■ Data listing:
◇ ◇ ◇ ◇

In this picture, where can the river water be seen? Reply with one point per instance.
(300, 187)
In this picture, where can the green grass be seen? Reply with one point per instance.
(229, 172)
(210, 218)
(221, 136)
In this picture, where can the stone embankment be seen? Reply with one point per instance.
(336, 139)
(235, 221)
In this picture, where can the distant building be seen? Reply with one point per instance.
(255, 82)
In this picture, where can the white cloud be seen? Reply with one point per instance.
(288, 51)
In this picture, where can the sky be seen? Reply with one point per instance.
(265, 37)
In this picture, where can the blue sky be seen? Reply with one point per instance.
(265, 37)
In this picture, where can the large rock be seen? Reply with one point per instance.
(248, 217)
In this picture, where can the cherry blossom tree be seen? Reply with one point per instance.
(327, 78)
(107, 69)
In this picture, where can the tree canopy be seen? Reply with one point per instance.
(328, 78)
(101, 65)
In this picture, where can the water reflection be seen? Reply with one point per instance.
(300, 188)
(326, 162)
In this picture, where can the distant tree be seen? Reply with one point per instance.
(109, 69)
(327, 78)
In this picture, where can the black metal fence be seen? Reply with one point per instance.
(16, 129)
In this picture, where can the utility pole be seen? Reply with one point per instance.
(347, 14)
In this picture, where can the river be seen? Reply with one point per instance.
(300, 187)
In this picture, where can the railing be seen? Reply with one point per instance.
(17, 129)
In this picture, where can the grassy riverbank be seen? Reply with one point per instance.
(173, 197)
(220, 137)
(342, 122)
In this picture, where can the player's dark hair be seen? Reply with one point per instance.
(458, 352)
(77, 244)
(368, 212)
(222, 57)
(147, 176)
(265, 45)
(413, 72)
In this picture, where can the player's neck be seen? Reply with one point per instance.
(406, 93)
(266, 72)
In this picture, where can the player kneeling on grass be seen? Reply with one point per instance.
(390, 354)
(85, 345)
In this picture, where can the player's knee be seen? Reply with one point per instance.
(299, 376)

◇ ◇ ◇ ◇

■ What is needed:
Extract, without alteration, the lines from the one containing "In this picture, where can the player's knee" through the end of the records, inclusive.

■ The answer:
In this picture, where can the player's knee be seen? Reply with one point per instance.
(299, 376)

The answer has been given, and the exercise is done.